• **Ausgewählter Text**:
# Le mât sert à empêcher la tente de s'effondrer. (FR)



## Oceanboy

I’m looking for the German closest translation to the french: cela sert à + verb.

Il sert à quoi ce mât rouge?
Le mât sert à empêcher la tente de s'effondrer.
Ah, ok d’accord.

Wozu dient die rote Fahnenstange? Die Stange dient dazu???, dass das  Zelt nicht zum fallen kommt.
Ah, okay, in Ordnung.


----------



## διαφορετικός

Oceanboy said:


> Die Stange dient dazu???, dass das Zelt nicht zum fallen kommt.


"dient dazu, dass" is a good translation here.

By the way, "nicht zum fallen kommt" is wrong, "nicht einstürzt" would be better.


----------



## διαφορετικός

Another good translation would be "dient dazu, ... zu". For example: "Die Stange dient dazu, das Zelt am Einstürzen zu hindern."


----------



## Oceanboy

Warum passt „fallen“ in dem Zusammenhang nicht?


----------



## Gernot Back

Oceanboy said:


> Warum passt „fallen“ in dem Zusammenhang nicht?

• **Gestellte Aufgabe**:
Führe die Forendiskussion über die deutsche Übersetzung von „sert à“ im Anschluss an ihren letzten Satz weiter.

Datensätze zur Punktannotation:
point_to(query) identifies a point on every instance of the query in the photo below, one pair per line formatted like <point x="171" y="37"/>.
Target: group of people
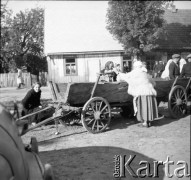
<point x="176" y="66"/>
<point x="141" y="87"/>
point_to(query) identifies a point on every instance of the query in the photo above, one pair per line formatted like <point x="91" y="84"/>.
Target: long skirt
<point x="147" y="109"/>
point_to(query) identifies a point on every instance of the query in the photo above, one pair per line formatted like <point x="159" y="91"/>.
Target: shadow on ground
<point x="95" y="163"/>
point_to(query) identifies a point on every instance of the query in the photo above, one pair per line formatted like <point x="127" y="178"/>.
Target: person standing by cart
<point x="141" y="87"/>
<point x="31" y="102"/>
<point x="186" y="70"/>
<point x="19" y="78"/>
<point x="174" y="69"/>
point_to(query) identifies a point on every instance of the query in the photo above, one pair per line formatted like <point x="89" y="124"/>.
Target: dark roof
<point x="178" y="30"/>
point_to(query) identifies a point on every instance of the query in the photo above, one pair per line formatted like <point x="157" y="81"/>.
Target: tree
<point x="28" y="32"/>
<point x="5" y="53"/>
<point x="136" y="24"/>
<point x="22" y="34"/>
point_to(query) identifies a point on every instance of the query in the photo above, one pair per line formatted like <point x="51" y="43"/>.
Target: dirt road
<point x="77" y="154"/>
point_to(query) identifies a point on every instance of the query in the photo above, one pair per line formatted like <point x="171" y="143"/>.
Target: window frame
<point x="75" y="62"/>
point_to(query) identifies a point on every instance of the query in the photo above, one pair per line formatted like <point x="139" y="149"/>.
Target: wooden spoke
<point x="104" y="108"/>
<point x="177" y="102"/>
<point x="96" y="115"/>
<point x="100" y="105"/>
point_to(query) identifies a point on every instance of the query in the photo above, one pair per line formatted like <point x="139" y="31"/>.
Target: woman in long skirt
<point x="141" y="87"/>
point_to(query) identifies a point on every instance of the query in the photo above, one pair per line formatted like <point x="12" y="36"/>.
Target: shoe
<point x="143" y="125"/>
<point x="159" y="117"/>
<point x="33" y="124"/>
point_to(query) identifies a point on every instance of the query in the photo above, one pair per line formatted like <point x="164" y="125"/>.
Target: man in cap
<point x="186" y="70"/>
<point x="174" y="69"/>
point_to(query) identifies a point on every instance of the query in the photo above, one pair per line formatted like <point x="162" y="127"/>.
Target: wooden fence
<point x="10" y="79"/>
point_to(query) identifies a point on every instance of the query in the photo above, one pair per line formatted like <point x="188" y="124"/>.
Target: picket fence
<point x="10" y="79"/>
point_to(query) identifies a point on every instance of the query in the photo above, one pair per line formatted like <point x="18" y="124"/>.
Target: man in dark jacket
<point x="32" y="101"/>
<point x="186" y="70"/>
<point x="174" y="69"/>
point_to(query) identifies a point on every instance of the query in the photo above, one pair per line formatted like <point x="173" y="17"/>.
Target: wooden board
<point x="77" y="94"/>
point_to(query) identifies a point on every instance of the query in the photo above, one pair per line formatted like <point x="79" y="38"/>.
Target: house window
<point x="70" y="67"/>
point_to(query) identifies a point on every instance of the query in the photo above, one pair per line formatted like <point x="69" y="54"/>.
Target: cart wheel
<point x="34" y="145"/>
<point x="177" y="103"/>
<point x="127" y="111"/>
<point x="96" y="115"/>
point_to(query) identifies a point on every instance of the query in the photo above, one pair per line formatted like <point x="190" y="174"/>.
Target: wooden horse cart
<point x="94" y="103"/>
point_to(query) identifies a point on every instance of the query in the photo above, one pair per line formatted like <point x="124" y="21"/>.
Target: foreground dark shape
<point x="19" y="161"/>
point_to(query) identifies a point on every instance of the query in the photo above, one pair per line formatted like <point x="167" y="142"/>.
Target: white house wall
<point x="77" y="26"/>
<point x="87" y="68"/>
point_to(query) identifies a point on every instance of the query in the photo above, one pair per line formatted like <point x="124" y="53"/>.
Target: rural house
<point x="78" y="45"/>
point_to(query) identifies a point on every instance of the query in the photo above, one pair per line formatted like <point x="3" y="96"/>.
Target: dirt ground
<point x="77" y="154"/>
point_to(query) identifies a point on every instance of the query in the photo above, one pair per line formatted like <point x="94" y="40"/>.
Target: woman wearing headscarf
<point x="141" y="87"/>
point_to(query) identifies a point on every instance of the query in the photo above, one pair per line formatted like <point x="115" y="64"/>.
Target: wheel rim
<point x="178" y="102"/>
<point x="96" y="115"/>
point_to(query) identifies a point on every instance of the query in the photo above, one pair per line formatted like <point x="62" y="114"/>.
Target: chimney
<point x="174" y="10"/>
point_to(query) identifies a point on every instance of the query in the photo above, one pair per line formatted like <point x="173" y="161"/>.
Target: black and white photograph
<point x="95" y="90"/>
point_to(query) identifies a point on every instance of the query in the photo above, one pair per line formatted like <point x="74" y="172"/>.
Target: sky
<point x="75" y="26"/>
<point x="16" y="5"/>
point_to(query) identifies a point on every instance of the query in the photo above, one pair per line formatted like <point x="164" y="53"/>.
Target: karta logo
<point x="121" y="166"/>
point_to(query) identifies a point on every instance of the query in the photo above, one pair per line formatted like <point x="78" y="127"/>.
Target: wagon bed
<point x="77" y="94"/>
<point x="93" y="102"/>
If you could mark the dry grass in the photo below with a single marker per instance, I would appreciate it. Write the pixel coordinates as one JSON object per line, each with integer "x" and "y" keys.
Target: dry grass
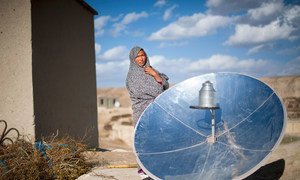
{"x": 59, "y": 159}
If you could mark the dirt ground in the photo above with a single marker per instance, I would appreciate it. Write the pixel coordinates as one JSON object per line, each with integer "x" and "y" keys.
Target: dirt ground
{"x": 116, "y": 161}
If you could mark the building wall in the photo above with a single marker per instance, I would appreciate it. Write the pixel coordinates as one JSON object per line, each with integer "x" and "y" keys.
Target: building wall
{"x": 16, "y": 97}
{"x": 64, "y": 74}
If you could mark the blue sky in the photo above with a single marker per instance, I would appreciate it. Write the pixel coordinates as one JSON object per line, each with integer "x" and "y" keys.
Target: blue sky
{"x": 183, "y": 39}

• **Ergebnis folgt**:
Doch,  „fallen“ ist in dem Zusammenhang sogar besser. _Einstürzen_ sagt man nur bei Gebäuden und vielleicht sehr großen Zirkus- oder Festzelten, bei denen die Gefahr bestünde, dass jemand erschlagen wird. Die stabilisiert man aber auch mit mehr als nur _Zeltstangen_.

_Die Stange dient dazu, das Zelt am Zusammenfallen/Zusammenklappen zu hindern._​


----------



## JörnL

Gernot Back said:


> _Die Stange dient dazu, das Zelt am Zusammenfallen/Zusammenklappen zu hindern._​


Zusammenfallen ja, nur fallen nein (aber ich nehme an, so haben Sie es auch gemeint).
Úbrigens: Egal wie klein das Zelt ist, wenn ich nachts raus muss weil es nicht stehen blieb, ist es mir "eingestürzt" und nicht bloß "zusammengefallen"


----------



## JClaudeK

Ich würde "Das Zelt ist in sich zusammengefallen" oder "zusammengesackt" verwenden.


----------



## JClaudeK

Gernot Back said:


> _Einstürzen_ sagt man nur bei Gebäuden und vielleicht sehr großen Zirkus- oder Festzelten,





Oceanboy said:


> Le mât sert à empêcher la tente de s'effondrer.


Nur bei sehr großen Zelten (z.B. einem Zirkuszelt) spricht man von "mât",

_"Der Mast dient dazu, das Zelt am Einstürzen zu hindern._"  könnte also passen.

@Oceanboy
Um was für ein Zelt handelt es sich? (Est-ce qu'il s'agit d'un chapiteau ?)


----------



## Gernot Back

JörnL said:


> Egal wie klein das Zelt ist, wenn ich nachts raus muss weil es nicht stehen blieb, ist es mir "eingestürzt" und nicht bloß "zusammengefallen"


_Einstürzen_ is definitely the more dramatic variant!


----------



## JClaudeK

JClaudeK said:


> _"Der Mast dient dazu, das Zelt am Einstürzen zu hindern._"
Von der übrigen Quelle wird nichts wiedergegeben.